## ИЗБРАННЫЙ ОТРЫВОК:
+++++

С прозаического текста, переходящего в стихи, начинается и книга лауреата 2007 года Ирины Ермаковой «Улей». Для книги этот текст, «Кино», — ключевой, задающий восприятие большинства включенных в нее вещей. Такие стихи, как «Распушилась верба холмы белеют…», «Гляди на меня не мигая…», «Все как всегда — я вышла из подъезда…», «Весна», — кинематографичны: в них предстает смена планов, раскрывающая пространство и время на «памяти пленке»; иногда это единственный план, но не фотографический, а движущийся («Первое января»). Кино Ермаковой фантастично, мифогенно. Метафора и ассоциация здесь тревожны и своей плотностью напоминают практику метареалистов:
огненное деревце гранатомет
за казармой треснуло в корень
красным колесом рассыпая взвод
ничего не помнящих зерен
Рассматривая улей — город, центральный локус книги, — поэт создает ситуативные зарисовки, где есть соседи-рыбаки Еврипид и Софокл, соответствующие не характерам двух великих драматургов, но типам скромных местных мудрецов — краснобая и скептика; здесь же, увиденная под другим углом и живущая на другой скорости, немая девочка Оля, которую пьяница-мать поит пивом на ночь — лишь бы уснула. Люди у Ермаковой или существуют в неясной стихии, или сами являются стихией, действующей на других. Это легко определить: в первом случае звучат их голоса, во втором поэт рассказывает о них сам: люди-стихии не говорят, а действуют — или исчезают. Вероятно, своеобычность этой вселенной и определила выбор «НМ». Впрочем, в 2007-м выходили и другие замечательные книги: Елены Шварц, Олега Юрьева, Алексея Цветкова, Андрея Родионова (последний, как и Ермакова, активно работает с урбанистической проблематикой и также создает зримую вселенную, хотя его эстетика гораздо жестче — она провокативна и брутальна, особенно в ранний период). При всех достоинствах книги Ермаковой решение совета «Anthologia» мне кажется продиктованным именно традиционалистской установкой «НМ».
В 2008 году премия была присуждена Сергею Гандлевскому, Михаилу Айзенбергу и Борису Херсонскому. В моих глазах из всех выборов «Нового мира» именно этот внешне и внутренне наиболее согласован. Внешне — потому что каждый был награжден за книгу избранного, «по совокупности заслуг». Внутренне — потому что эти поэты близки друг другу по духу, по позиции лирического субъекта, наблюдающего и лишенного всякого нарциссизма.
«Некоторость» сборника Сергея Гандлевского «Некоторые стихотворения» кажется даже излишне строгой: здесь 29 стихотворений — 16 избранных и 13 новых. Гандлевский публикует новые стихи нечасто, и у читателя может возникнуть ощущение, будто он пишет сразу «избранное»[13]. Может быть, откровеннее всех современных русских поэтов он рассуждает о «поэтической кухне» (так названа его книга эссе 1998 года): малописание связано со все накапливающимся опытом. И лирический субъект Гандлевского с годами становится все более рефлексивен, говорит о себе и своем поколении с нарастающей иронией.

+++++

[Фрагмент файла данных]

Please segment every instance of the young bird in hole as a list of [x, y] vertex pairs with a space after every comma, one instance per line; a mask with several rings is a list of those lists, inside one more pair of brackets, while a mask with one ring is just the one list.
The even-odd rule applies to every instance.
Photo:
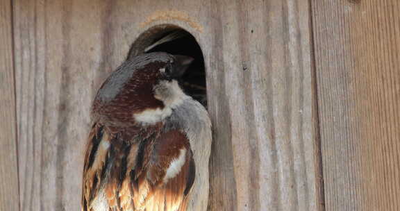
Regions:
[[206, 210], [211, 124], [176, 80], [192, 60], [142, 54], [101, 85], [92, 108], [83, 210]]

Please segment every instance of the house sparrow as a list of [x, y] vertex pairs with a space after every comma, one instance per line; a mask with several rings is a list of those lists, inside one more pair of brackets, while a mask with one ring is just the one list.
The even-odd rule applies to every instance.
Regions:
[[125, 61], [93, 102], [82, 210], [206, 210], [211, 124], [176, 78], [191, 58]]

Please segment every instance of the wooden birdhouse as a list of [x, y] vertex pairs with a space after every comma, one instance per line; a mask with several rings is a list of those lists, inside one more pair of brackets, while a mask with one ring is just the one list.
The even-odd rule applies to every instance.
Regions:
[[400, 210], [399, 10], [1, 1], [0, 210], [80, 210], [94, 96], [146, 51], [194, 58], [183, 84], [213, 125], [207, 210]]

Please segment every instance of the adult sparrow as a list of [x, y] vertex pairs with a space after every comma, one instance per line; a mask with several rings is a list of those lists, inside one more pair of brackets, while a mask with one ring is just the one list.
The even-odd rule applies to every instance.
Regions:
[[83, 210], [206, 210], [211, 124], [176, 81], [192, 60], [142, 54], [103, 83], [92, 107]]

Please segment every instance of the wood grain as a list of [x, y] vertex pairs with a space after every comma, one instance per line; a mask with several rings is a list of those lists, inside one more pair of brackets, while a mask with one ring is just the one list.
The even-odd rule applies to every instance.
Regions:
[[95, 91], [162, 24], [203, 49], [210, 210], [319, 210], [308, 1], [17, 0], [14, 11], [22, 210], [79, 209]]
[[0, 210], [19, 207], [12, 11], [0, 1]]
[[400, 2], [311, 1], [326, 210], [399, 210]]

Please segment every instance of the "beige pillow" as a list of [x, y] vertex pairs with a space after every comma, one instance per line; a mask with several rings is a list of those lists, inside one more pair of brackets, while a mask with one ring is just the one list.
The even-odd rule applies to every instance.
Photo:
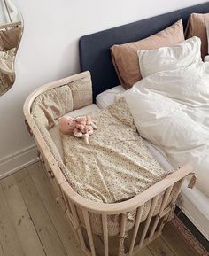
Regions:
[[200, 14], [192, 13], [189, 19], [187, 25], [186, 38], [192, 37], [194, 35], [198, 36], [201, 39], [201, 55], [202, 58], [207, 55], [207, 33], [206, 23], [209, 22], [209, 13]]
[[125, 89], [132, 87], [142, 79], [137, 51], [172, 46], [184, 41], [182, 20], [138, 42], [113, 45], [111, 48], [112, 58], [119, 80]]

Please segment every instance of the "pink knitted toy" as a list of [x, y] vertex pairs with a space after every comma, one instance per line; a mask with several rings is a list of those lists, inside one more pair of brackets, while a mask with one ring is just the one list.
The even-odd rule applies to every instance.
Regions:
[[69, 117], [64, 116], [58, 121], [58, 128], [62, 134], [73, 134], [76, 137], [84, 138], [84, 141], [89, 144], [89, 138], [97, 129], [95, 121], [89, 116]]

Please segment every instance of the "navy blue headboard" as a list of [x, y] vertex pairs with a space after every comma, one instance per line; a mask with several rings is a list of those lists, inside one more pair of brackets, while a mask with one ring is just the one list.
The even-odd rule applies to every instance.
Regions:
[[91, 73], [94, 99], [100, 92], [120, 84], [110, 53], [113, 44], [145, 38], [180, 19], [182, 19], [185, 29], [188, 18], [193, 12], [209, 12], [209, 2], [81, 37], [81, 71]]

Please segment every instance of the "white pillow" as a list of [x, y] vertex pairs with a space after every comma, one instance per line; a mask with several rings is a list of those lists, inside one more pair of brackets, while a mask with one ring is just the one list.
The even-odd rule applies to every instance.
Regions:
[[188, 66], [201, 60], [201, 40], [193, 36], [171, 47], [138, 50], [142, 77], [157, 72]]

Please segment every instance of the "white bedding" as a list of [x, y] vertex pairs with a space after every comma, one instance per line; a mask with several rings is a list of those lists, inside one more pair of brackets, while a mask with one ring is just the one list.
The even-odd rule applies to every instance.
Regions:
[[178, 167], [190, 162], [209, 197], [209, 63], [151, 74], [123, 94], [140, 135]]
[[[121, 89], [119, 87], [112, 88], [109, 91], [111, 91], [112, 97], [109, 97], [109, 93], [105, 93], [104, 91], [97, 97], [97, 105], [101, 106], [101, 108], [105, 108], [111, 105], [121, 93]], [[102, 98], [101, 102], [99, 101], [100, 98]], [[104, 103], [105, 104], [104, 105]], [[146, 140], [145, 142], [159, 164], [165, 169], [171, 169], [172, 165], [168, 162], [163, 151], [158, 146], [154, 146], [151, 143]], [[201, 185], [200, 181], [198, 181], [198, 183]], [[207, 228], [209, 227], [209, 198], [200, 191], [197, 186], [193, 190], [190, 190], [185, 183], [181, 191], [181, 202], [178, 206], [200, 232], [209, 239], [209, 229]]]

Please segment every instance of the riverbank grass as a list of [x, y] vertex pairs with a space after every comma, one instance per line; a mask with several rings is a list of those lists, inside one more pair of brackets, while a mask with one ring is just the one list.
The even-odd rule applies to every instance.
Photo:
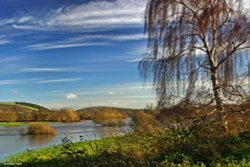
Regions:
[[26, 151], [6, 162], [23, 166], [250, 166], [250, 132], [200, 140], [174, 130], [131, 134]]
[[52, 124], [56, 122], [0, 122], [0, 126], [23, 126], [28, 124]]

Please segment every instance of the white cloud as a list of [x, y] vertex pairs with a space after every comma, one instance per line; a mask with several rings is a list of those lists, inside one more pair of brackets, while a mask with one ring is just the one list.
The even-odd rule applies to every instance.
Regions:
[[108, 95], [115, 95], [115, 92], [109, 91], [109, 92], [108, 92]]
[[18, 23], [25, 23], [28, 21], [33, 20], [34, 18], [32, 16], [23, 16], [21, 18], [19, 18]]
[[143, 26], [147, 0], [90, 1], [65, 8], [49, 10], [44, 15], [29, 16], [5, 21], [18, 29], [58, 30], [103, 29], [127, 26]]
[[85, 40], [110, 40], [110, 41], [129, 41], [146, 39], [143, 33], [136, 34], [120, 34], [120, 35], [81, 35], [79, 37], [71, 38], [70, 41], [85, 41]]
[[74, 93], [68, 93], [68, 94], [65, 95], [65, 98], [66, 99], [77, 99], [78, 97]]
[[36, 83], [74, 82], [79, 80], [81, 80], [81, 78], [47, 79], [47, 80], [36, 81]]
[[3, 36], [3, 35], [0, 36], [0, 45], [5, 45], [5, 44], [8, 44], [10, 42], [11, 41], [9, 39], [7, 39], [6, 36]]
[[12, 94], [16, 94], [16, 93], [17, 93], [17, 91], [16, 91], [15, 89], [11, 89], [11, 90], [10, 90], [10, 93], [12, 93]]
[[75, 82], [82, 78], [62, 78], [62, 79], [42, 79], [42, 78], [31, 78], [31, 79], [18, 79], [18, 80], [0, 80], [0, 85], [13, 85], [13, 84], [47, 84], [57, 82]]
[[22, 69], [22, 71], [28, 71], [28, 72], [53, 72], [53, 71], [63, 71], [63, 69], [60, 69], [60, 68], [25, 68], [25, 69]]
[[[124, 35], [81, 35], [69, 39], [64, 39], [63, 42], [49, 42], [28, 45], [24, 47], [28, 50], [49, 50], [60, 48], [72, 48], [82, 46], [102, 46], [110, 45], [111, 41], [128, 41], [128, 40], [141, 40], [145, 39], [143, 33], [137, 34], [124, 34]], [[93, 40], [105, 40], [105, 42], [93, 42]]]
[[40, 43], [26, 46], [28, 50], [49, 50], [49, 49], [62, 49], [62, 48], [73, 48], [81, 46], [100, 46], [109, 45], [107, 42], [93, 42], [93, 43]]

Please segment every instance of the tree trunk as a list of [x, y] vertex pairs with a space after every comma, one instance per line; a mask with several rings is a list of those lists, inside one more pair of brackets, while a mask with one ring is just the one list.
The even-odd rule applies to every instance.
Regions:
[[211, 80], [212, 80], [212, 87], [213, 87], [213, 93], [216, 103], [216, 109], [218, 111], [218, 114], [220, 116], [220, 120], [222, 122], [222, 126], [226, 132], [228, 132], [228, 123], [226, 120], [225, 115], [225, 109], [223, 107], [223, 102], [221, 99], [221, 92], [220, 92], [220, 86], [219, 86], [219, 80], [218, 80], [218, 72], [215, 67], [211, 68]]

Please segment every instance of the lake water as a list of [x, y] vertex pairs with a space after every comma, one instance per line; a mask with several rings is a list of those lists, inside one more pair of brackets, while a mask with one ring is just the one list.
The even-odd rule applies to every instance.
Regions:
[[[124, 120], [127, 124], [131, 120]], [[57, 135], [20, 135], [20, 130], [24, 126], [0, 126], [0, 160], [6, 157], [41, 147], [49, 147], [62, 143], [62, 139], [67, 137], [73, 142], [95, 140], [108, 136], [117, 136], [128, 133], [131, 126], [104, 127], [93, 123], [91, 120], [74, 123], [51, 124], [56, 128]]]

+++++

## ЗАДАНИЯ ДЛЯ РАБОТЫ:
1/ Процитируйте дословно ту часть записей, которая начинается строкой, содержащей «Please segment every instance of the wooden», и заканчивается строкой, содержащей «83], [92, 107]]», включая обе эти строки.
2/ Продолжите текст о книгах лауреатов премии «Anthologia», начав сразу после его последнего предложения.
Текст и записи никак не связаны друг с другом.

## ОТВЕТЫ ПО ЗАДАНИЯМ:
1/
Please segment every instance of the wooden birdhouse as a list of [x, y] vertex pairs with a space after every comma, one instance per line; a mask with several rings is a list of those lists, inside one more pair of brackets, while a mask with one ring is just the one list.
The even-odd rule applies to every instance.
Regions:
[[400, 210], [399, 10], [1, 1], [0, 210], [80, 210], [94, 96], [146, 51], [194, 58], [183, 84], [213, 125], [207, 210]]

Please segment every instance of the adult sparrow as a list of [x, y] vertex pairs with a space after every comma, one instance per line; a mask with several rings is a list of those lists, inside one more pair of brackets, while a mask with one ring is just the one list.
The even-odd rule applies to every instance.
Regions:
[[83, 210], [206, 210], [211, 124], [176, 81], [192, 60], [142, 54], [103, 83], [92, 107]]

2/
Драли глотки за свободу слова —
Будто есть чего сказать.
Но сонета 66-го
Не перекричать.
Одновременно с этим в его стихах сохраняется стоицизм (присущий, кстати, и Айзенбергу и Херсонскому): в недавнем «А самое-самое: дом за углом…» его не меньше, чем в старом «Мы знаем приближение грозы…». Некоторым поздним текстам («Фальстафу молодости я сказал „прощай”…») свойственна «случайность», когда ситуация обрисовывается одним росчерком, притом стихи не теряют еще одной своей черты — афористичности. То, что Гандлевский вне круга ценителей русской поэзии не разобран на цитаты, можно объяснить пресловутым падением востребованности поэтического слова; но эта «неразобранность» по-своему замечательна: благодаря ей кларизм формулировок Гандлевского остается неовнешненным, нехрестоматийным.
Все же, коль скоро в «Anthologia» сложилась традиция награждать сборники избранного, случай с Гандлевским не вполне понятен. Книга «Пушкинского фонда» хороша, но в том же 2008 году вышли куда более репрезентативные «Опыты в стихах», где собраны практически все когда-либо опубликованные поэтом стихотворения. В чем причина предпочтения тонкого сборника, мне не ясно. Гандлевский — фигура, значительность которой признают едва ли не все сведущие в современной поэзии люди, и самая большая книга его стихов — событие очень важное. Безусловно, масштаб виден и по «Некоторым стихотворениям» — но на essential Gandlevsky сборник не вытягивает: нет, например, таких вещей, как «Это праздник. Розы в ванной…» или «Не сменить ли пластинку? Но родина снится опять…». Может быть, на «НМ» повлиял именно этот рафинированный подход к составлению — но здесь мы уже говорим не о стихах; лауреатство же Гандлевского остается только приветствовать.
Михаил Айзенберг получил премию за книгу «Переход на летнее время», а также статьи о поэзии на сайте OpenSpace.ru. В поэтической части «Перехода на летнее время» — выбранное из пяти книг, вышедших в постсоветской России, и стихи из шести самиздатских сборников (1969 — 1986). И при чтении подряд, и при чтении по хронологии ощущается единство айзенберговской речи. Дно, на котором лежит смысл, глубоко, продвижение к нему требует отказа от языкового автоматизма; это ощутимее всего в стихах семидесятых. В эпоху духоты полноценный диалог с миром мыслится как чудо — и подчеркнуто герметичен — в противовес неусложненной классической стихотворной форме.
За дорогой в объезд
вперемешку засветятся
Южный Крест (Южный Крест!)
и Большая Медведица.
В перекрестных свечах
семисвечники спарены.
Что за праздничный чад
в немигающем зареве?
Многие стихи Айзенберга написаны будто в состоянии пробуждения — они отображают поиск слов для описания яркого и только что понятого события. «Не случайность, а возможность / между признаков бескостных, / что теряет осторожность / и цепляется за воздух». К восьмидесятым лирический субъект получает большую конкретизацию. Айзенберг движется к гармоническому стилю, прошедшему через влияние как Мандельштама, так и Ходасевича и отмеченному не простотой, но ясностью, достигающей полноты в стихах из сборника «Рассеянная масса», вышедшего в том же 2008 году.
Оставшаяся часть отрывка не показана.